━━━━━ Study text ━━━━━
College editors turn journalism into cuddly kumbaya

The infantilization of college students has reached epic proportions. The latest evidence comes from the top-ranked undergraduate school for journalism in the country, Northwestern University.

There, editors of the Daily Northwestern have published what amounts to an apology for practicing journalism — a cringe-inducing bow to the oh-so-tender feelings of their fellow students, especially ones made verklempt by the exercise of free speech by others.

At issue was the newspaper’s coverage of protests against a speech on campus last week by former U.S. Attorney General Jeff Sessions. Demonstrators made clear they were protesting not just the content of his remarks on policies, but the very fact that he had been invited to speak on campus.

Naturally, the student daily covered the speech and the protests. Later, though, its editors apparently felt bad that covering protests actually meant covering the protesters.
━━━━━ Dataset extract ━━━━━
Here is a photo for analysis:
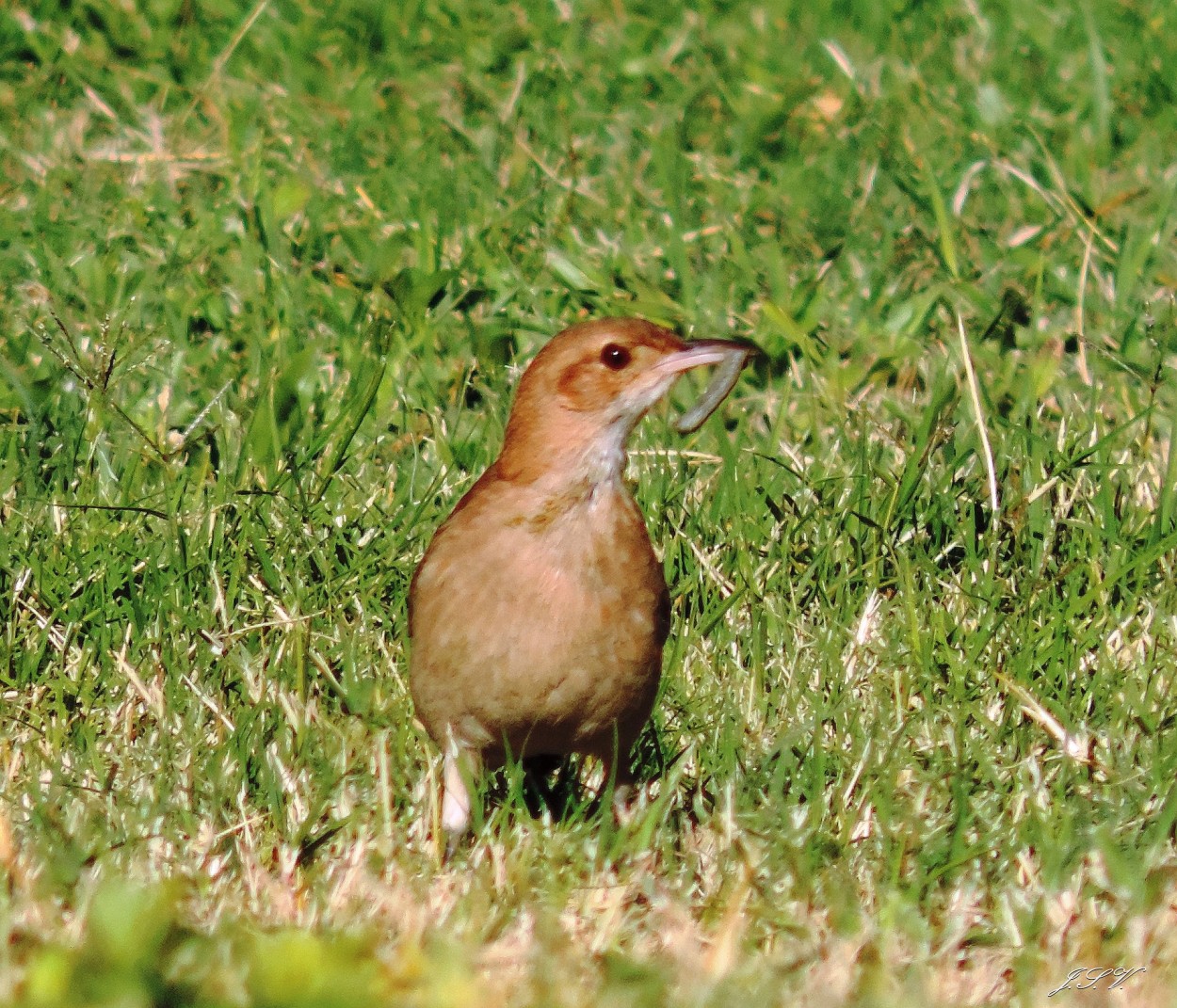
━━━━━
*Activities:*
(a) List every person and organization the article about the Daily Northwestern names.
(b) Write the next part of the article about the Daily Northwestern, picking up after its last sentence.
The lines come from a separate source and are not part of the article about the Daily Northwestern.

*Results for the exercise:*
(a) Northwestern University, the Daily Northwestern, Jeff Sessions

(b)
Here’s how the Daily’s apology, published Nov. 10, put it: “We recognize that we contributed to the harm students experienced, and we wanted to apologize. … One area of our reporting that harmed many students was our photo coverage of the event. Some protesters found photos posted to reporters’ Twitter accounts retraumatizing and invasive. Those photos have since been taken down.”

Let’s hit the pause button. Students involved in a public protest trying to shut down the free speech of a former major U.S. government figure are here portrayed as not just traumatized, but “retraumatized” by seeing photos of themselves at their own protest. Reminders of their public actions in a public space are not just invasive but actually do “harm.”

Forget what this says about how crazily oversensitive they are; this “reasoning” is to logic what funhouse mirrors are to visual perspective. The distortion of reality is severe.

The newspaper’s abject and overwrought apology continued, at much greater length:

We feel that covering traumatic events requires a different response than many other stories. While our goal is to document history and spread information, nothing is more important than ensuring that our fellow students feel safe — and in situations like this, that they are benefitting from our coverage rather than being actively harmed by it. We failed to do that last week, and we could not be more sorry.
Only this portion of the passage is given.